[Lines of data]

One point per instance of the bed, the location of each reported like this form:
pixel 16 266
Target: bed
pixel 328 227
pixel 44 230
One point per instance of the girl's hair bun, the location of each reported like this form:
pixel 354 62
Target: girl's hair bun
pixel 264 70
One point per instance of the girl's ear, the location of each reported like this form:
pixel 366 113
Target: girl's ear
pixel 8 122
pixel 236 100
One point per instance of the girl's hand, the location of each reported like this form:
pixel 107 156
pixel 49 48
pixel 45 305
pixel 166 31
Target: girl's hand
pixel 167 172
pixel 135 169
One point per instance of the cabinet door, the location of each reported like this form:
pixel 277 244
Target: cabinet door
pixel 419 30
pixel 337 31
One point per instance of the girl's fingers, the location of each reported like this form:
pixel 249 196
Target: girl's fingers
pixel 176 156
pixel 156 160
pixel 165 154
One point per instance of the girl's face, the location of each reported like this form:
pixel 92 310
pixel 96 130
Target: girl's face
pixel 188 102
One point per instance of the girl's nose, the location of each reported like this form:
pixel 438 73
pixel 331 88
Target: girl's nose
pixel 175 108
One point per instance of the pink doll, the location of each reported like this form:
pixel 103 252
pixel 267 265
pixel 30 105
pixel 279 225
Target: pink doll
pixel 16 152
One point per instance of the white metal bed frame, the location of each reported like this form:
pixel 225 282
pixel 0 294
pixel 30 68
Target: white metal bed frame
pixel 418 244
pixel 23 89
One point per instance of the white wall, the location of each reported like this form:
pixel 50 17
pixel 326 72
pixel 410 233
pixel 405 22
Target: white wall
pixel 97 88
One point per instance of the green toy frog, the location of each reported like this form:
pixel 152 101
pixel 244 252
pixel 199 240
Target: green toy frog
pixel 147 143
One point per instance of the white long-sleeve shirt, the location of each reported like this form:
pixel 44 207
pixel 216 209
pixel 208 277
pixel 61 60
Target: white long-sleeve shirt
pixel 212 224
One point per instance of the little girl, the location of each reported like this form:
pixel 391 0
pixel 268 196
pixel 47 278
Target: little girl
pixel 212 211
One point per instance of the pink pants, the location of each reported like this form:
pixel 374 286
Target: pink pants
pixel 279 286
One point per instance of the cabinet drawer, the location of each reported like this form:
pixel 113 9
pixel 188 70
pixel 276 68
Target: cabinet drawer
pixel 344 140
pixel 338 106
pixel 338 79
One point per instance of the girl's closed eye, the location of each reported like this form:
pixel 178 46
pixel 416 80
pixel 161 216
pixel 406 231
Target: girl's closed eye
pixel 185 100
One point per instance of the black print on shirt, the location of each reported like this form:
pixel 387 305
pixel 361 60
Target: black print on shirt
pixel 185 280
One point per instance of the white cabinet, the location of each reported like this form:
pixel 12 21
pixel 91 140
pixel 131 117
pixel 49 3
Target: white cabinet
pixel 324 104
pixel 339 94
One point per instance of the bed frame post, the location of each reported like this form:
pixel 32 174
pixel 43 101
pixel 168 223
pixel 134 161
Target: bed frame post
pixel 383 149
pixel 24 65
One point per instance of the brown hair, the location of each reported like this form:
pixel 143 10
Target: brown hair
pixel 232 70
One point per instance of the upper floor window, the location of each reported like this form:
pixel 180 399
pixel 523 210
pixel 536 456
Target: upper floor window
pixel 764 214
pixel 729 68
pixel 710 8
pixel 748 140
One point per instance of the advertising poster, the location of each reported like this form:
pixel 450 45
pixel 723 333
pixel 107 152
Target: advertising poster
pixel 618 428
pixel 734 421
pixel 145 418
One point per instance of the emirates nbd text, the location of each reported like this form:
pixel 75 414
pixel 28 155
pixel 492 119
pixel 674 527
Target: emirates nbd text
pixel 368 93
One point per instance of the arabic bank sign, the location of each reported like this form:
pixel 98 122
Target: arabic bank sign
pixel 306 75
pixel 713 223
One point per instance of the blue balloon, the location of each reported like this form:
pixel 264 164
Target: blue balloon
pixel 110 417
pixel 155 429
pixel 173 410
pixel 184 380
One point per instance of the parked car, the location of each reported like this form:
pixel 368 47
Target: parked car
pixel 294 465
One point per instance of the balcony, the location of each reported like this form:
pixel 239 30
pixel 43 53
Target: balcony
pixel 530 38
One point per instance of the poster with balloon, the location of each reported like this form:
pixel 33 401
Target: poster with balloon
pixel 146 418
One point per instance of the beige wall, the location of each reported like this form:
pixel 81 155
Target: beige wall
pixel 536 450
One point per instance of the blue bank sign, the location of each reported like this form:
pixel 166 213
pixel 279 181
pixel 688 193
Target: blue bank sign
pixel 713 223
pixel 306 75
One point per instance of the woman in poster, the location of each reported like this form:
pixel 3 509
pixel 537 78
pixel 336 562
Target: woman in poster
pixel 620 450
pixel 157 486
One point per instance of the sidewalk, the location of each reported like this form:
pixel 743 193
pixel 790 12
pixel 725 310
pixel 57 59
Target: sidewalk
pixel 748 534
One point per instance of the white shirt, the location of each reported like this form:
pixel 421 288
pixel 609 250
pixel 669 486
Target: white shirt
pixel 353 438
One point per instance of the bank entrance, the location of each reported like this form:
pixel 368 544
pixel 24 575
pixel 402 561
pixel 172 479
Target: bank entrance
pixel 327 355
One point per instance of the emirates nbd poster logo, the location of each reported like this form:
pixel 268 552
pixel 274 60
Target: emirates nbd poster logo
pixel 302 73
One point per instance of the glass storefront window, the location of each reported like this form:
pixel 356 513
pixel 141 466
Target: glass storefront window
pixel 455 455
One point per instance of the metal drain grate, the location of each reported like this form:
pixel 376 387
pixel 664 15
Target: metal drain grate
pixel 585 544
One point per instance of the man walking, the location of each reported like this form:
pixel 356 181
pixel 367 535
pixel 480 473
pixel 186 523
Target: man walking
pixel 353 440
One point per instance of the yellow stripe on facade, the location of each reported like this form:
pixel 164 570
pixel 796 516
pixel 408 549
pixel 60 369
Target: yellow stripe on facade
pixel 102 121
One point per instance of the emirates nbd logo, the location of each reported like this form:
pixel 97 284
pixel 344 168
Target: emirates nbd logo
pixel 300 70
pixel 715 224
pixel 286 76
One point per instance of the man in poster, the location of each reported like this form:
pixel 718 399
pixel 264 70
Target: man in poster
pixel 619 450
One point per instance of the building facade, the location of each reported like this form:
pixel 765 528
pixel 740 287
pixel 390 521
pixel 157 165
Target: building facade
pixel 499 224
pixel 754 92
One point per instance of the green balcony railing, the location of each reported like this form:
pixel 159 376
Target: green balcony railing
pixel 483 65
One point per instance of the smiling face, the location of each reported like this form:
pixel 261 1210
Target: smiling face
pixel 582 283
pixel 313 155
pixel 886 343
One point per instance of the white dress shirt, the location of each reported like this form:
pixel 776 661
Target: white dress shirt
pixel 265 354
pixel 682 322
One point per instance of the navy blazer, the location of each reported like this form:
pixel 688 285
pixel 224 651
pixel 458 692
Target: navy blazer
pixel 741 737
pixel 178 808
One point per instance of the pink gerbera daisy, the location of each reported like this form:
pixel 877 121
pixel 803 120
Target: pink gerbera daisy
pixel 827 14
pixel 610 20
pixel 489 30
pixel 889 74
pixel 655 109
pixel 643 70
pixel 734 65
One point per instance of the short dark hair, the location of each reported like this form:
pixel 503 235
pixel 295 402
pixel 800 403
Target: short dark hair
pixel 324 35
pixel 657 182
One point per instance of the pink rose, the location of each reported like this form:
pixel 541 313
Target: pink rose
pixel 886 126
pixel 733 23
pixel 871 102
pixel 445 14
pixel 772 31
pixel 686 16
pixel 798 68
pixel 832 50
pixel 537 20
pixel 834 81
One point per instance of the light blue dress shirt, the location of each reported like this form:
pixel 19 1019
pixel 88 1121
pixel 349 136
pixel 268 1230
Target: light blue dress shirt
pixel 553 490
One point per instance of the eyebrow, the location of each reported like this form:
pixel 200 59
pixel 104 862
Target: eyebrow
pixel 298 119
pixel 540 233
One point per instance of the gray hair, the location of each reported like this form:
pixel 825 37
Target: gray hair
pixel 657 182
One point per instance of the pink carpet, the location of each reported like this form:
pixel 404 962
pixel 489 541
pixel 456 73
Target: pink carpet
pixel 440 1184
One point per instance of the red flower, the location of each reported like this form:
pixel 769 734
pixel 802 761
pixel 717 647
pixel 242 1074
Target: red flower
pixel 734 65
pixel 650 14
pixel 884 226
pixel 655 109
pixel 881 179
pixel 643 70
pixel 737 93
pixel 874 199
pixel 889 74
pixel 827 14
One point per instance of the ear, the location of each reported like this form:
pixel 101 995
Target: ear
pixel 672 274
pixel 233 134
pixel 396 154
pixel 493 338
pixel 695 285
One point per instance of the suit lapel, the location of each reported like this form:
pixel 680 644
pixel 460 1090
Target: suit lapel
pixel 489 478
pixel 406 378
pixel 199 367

What you will do: Convert the data from the line containing "One point per instance of the white cabinet, the" up to and including the line containing "pixel 232 70" into a Markdown table with the columns Row and Line, leaving out any blank lines.

Task result:
| Row | Line |
|---|---|
| 1 | One point per instance of the white cabinet, the location of each reported like this form: |
| 2 | pixel 12 21 |
| 3 | pixel 91 140 |
| 4 | pixel 131 117 |
| 5 | pixel 49 3 |
| 6 | Target: white cabinet |
| 7 | pixel 324 104 |
| 8 | pixel 339 94 |
| 9 | One point per instance of the bed frame post, the location of each reported like this form: |
| 10 | pixel 32 174 |
| 11 | pixel 43 101 |
| 12 | pixel 168 223 |
| 13 | pixel 134 161 |
| 14 | Target: bed frame post |
| 15 | pixel 383 149 |
| 16 | pixel 24 65 |
| 17 | One point per instance of the brown hair, the location of each reported like this form: |
| 18 | pixel 143 10 |
| 19 | Target: brown hair |
| 20 | pixel 232 70 |